-- begin PROVIDED INFORMATION --

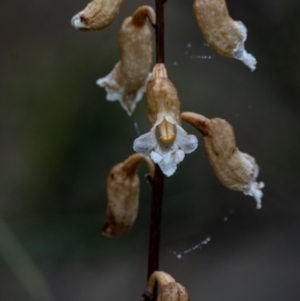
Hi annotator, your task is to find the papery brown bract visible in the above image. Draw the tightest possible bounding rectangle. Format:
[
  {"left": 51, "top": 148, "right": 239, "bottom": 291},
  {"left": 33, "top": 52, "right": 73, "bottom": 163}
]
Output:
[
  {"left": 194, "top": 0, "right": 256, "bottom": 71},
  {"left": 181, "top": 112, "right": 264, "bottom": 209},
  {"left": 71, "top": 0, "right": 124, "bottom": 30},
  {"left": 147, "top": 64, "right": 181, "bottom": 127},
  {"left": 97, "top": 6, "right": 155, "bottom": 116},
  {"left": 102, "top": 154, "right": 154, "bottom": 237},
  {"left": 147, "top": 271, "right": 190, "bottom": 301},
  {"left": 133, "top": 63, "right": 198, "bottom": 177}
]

-- end PROVIDED INFORMATION --
-- begin PROVIDED INFORMATION --

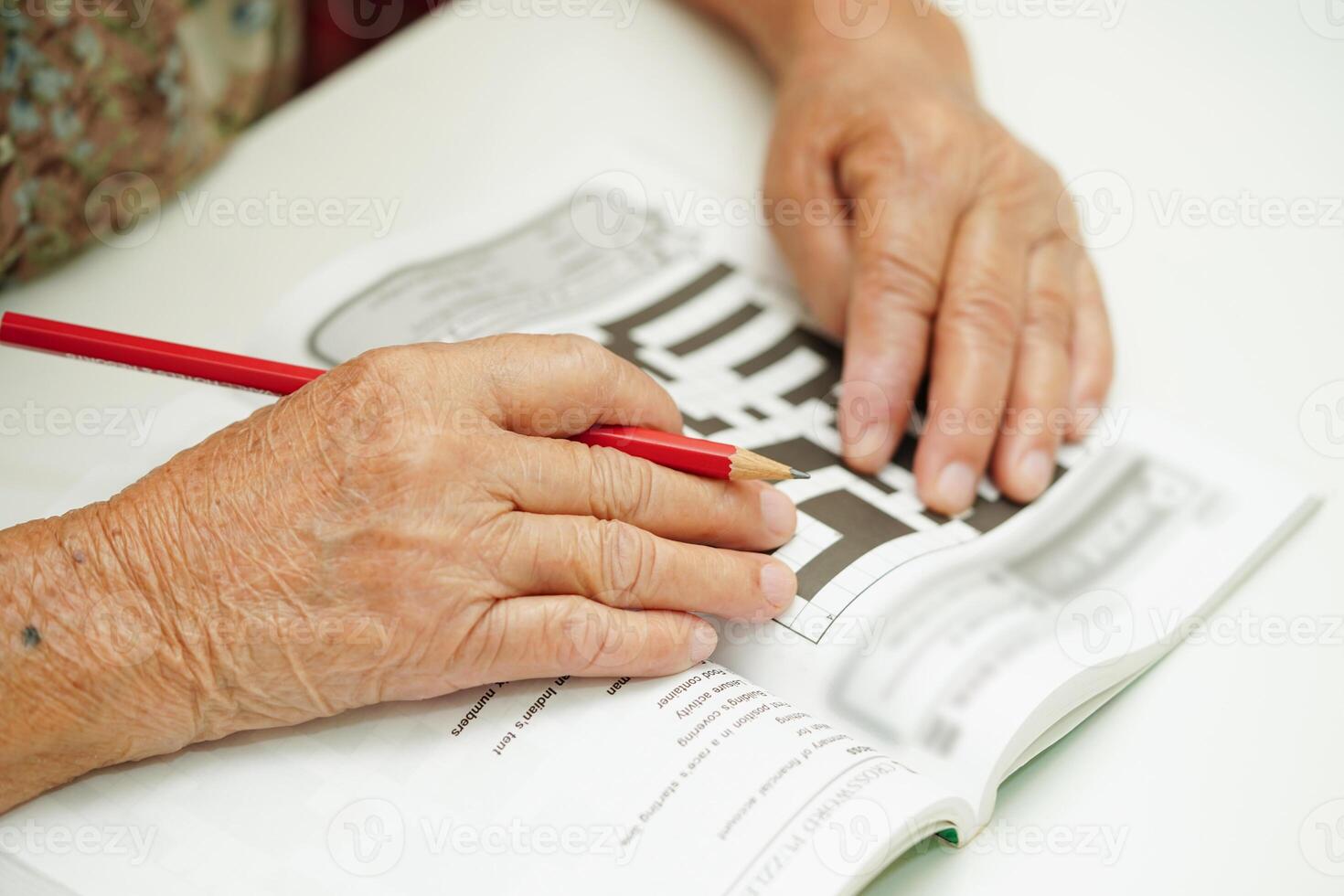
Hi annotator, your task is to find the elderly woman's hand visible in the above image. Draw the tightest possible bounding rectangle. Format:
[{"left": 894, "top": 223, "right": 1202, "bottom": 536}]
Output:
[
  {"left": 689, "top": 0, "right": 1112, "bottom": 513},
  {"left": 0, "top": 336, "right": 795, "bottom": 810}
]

-- end PROVIDED INFORMATION --

- WHAT YOU HAVE TO DO
Which lines of the listing above contain the word "find" with matching case? Pick out each of those lines in full.

- FINAL ANSWER
Hi annotator, your task is to find the papery brown bract visible in the above image. Draw the tightest possible bounding rectangle. Format:
Hi annotator, your task is to find the elderly woman's hand visible in the above image. Draw the tightest possible bounding rectangle. Format:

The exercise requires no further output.